Imagino que los fantasmas del primer Bacalar otorgaron una maldición, desde ultratumba, a los hombres y mujeres del segundo Bacalar que, hasta ahora, uno no puede entender sino por indicios.

Lo que quiero decir es que nunca conocí a un pueblo tan admirable como Bacalar. Como dicen sus ombliguistas y chauvinistas ciudadanos de este segundo Bacalar, todo en él es un paraíso, pues se trata de la capital del mundo mundial, la Atenas del Caribe mexicano, como me dijo, convencida, una farmacéutica y como me refrendó un conocido cacique priísta de ese pueblo.

Es tanta la belleza de Bacalar, que los estromatolitos decidieron aparecer ahí hace varias eras geológicas, antes de que el mono bacalareño fuera un simple renacuajo. Todo en él es desaforado, un paraíso donde sus sureñas, “bellas caribeñas”, mulatas y de estirpes chilangas, hijas de colonos y yucatecas, veracruzanas y tórridas tabasqueñas, “Gordas y flaquitas, altas y bajitas”, todas son bellas flores del lindo Bacalar.

No tengo que decir que la condición bacalareña es fiestera, bullanguera, chacotera y tiende mucho, demasiado, a exacerbar los ánimos etnocéntricos de todas las especies humanas reunidas en ese punto exótico de la Península. Ellos son etnocéntricos aún a pesar de ser universales en su amor tropical. Bebedores incansables de cerveza, se asemejan a alemanes en su manera ruidosa de celebrar el ágape, omitiendo divisiones de clase si de reunirse a beber se trata; y son, como  buenos caribeños, propensos a romper las hamacas los 365 días del año. Pueblo fecundo, las chivitas y los estromatolitos regulan su pasión erótica desbordada.

- Ejercicio 1 -
¿Podrías copiar al pie de la letra el fragmento sobre Bacalar, empezando en "Lo que quiero" y terminando en "del lindo Bacalar."?
- Ejercicio 2 -
¿Concuerdan con el fragmento sobre Bacalar estas afirmaciones? (a) Una farmacéutica y un cacique priísta del pueblo llamaron a Bacalar la Atenas del Caribe mexicano. (b) Al reunirse a beber, los bacalareños mantienen las divisiones de clase. (c) Los estromatolitos aparecieron en Bacalar hace varias eras geológicas. Responde sí o no a cada una y cita textualmente las palabras del fragmento que lo deciden.

- Datos para analizar -
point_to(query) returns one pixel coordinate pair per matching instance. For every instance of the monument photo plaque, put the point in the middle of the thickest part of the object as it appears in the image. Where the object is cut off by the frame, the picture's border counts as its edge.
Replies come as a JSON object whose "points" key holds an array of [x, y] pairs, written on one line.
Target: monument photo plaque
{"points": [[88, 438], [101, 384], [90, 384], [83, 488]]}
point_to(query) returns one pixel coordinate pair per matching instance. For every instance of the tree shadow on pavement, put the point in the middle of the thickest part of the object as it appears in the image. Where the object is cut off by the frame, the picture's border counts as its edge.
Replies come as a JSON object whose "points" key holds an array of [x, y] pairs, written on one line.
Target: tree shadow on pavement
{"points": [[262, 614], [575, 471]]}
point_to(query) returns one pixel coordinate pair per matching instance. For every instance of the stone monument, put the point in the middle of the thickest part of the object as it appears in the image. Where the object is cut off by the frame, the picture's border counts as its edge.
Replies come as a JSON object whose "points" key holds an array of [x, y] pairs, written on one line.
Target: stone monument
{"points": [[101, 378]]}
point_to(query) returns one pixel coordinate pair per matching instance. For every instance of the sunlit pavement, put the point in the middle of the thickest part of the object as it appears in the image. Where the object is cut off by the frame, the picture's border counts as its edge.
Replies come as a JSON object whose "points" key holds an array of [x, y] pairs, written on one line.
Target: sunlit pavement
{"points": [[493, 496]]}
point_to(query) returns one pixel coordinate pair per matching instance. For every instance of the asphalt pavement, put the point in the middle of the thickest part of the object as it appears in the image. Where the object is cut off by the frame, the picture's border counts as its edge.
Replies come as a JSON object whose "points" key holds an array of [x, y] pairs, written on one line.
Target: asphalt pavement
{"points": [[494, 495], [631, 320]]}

---

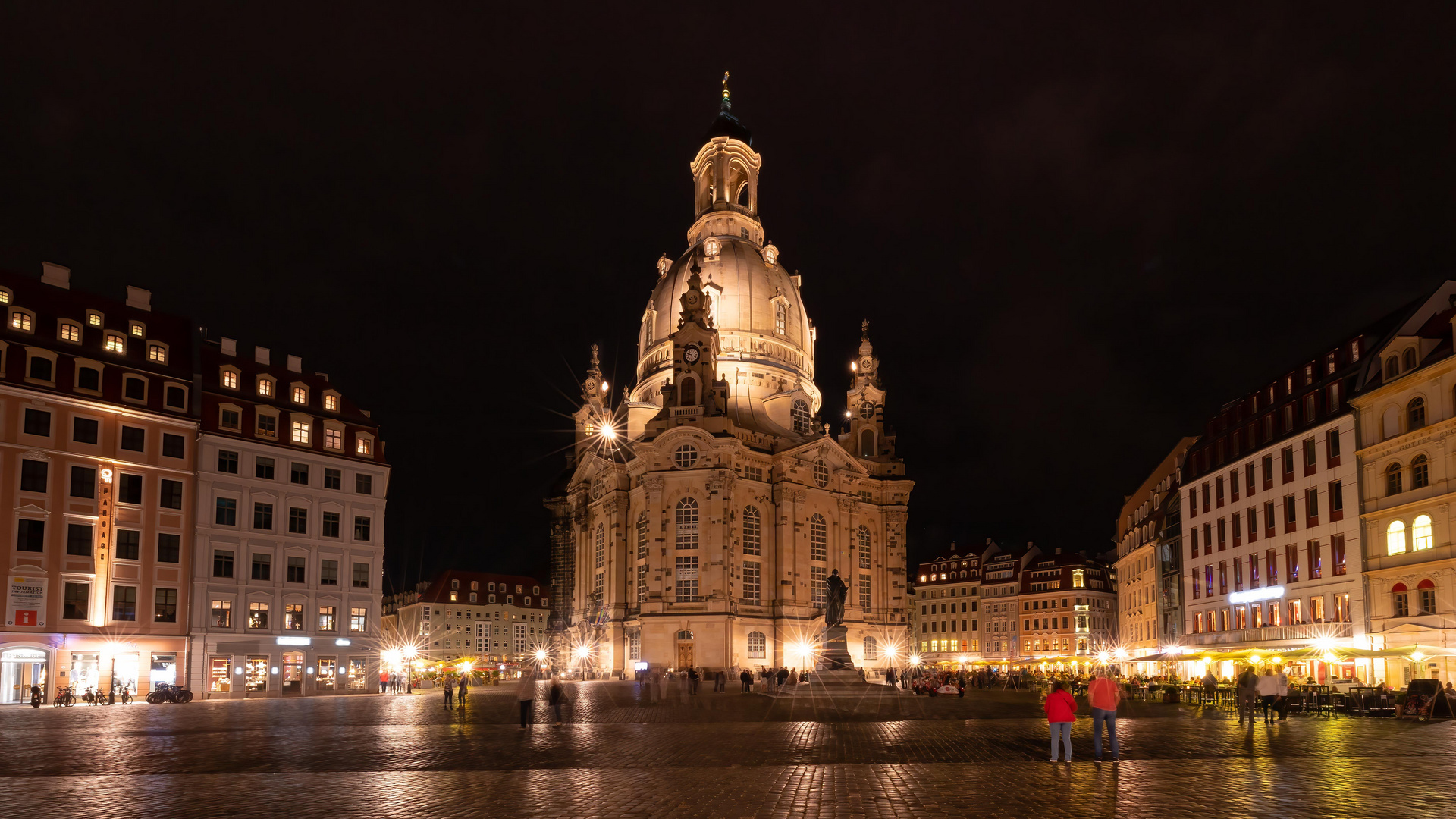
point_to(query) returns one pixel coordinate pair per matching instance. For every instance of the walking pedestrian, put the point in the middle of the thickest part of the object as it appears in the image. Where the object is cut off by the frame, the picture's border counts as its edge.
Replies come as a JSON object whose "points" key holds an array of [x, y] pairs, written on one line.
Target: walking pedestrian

==

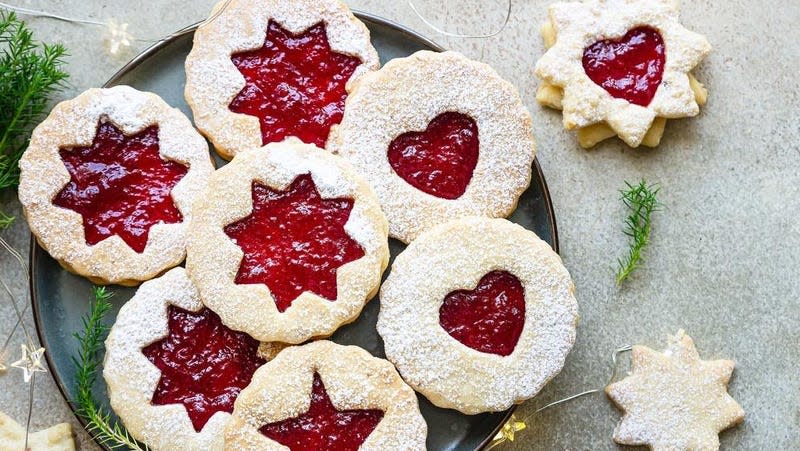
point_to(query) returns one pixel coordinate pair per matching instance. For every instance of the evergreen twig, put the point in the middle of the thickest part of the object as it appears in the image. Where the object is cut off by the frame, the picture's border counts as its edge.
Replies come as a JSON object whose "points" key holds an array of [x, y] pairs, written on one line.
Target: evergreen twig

- Resultado del ejercicio 1 -
Lo que quiero decir es que nunca conocí a un pueblo tan admirable como Bacalar. Como dicen sus ombliguistas y chauvinistas ciudadanos de este segundo Bacalar, todo en él es un paraíso, pues se trata de la capital del mundo mundial, la Atenas del Caribe mexicano, como me dijo, convencida, una farmacéutica y como me refrendó un conocido cacique priísta de ese pueblo.

Es tanta la belleza de Bacalar, que los estromatolitos decidieron aparecer ahí hace varias eras geológicas, antes de que el mono bacalareño fuera un simple renacuajo. Todo en él es desaforado, un paraíso donde sus sureñas, “bellas caribeñas”, mulatas y de estirpes chilangas, hijas de colonos y yucatecas, veracruzanas y tórridas tabasqueñas, “Gordas y flaquitas, altas y bajitas”, todas son bellas flores del lindo Bacalar.

- Resultado del ejercicio 2 -
(a) Sí: "la Atenas del Caribe mexicano, como me dijo, convencida, una farmacéutica y como me refrendó un conocido cacique priísta de ese pueblo".
(b) No: "omitiendo divisiones de clase si de reunirse a beber se trata".
(c) Sí: "los estromatolitos decidieron aparecer ahí hace varias eras geológicas".